● **Texte fourni**:
CSRD : un défi de taille pour notre tissu industriel
Hervé Bodinier, Consultant / Excellence opérationnelle, Magic Software
La directive européenne CSRD entrera en application dans quelques mois, obligeant l’ensemble des entreprises à avoir une action sur leurs données environnementales, sociales et de gouvernance.
Publiée au Journal officiel le 16 décembre 2022, la nouvelle directive européenne dite « CSRD » (Corporate Sustainability Reporting Directive) vise à faire de l’information environnementale, sociale et de gouvernance le tout nouveau pilier de la performance économique des entreprises. S’inscrivant dans la dynamique du Pacte Vert de l’Union Européenne, cette directive se signale avant tout par une ambition de durabilité forte : réduire d’au moins 55% les émissions nettes de gaz à effet de serre (GES) d’ici à 2030, par rapport à 1990.

● **Entrées d'un jeu de données de pointage**:

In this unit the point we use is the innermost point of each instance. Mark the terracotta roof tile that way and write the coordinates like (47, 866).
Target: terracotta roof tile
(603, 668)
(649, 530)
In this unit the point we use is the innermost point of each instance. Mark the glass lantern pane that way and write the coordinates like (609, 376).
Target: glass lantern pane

● **Complétez ce qui suit**:
**A.** D'après l'article sur la CSRD, répondez à ces questions :
(i) À quelle date la directive a-t-elle été publiée au Journal officiel ?
(ii) Que signifie le sigle « CSRD » ?
(iii) De combien et d'ici quelle année les émissions nettes de gaz à effet de serre doivent-elles être réduites ?
**B.** Traduisez en anglais cette phrase de l'article sur la CSRD : « La directive européenne CSRD entrera en application dans quelques mois, obligeant l’ensemble des entreprises à avoir une action sur leurs données environnementales, sociales et de gouvernance. »

● **Corrigé de l'exercice**:
**A.**
(i) Le 16 décembre 2022.
(ii) Corporate Sustainability Reporting Directive.
(iii) D'au moins 55 % d'ici à 2030, par rapport à 1990.

**B.** The European CSRD directive will come into effect in a few months, requiring all companies to take action on their environmental, social and governance data.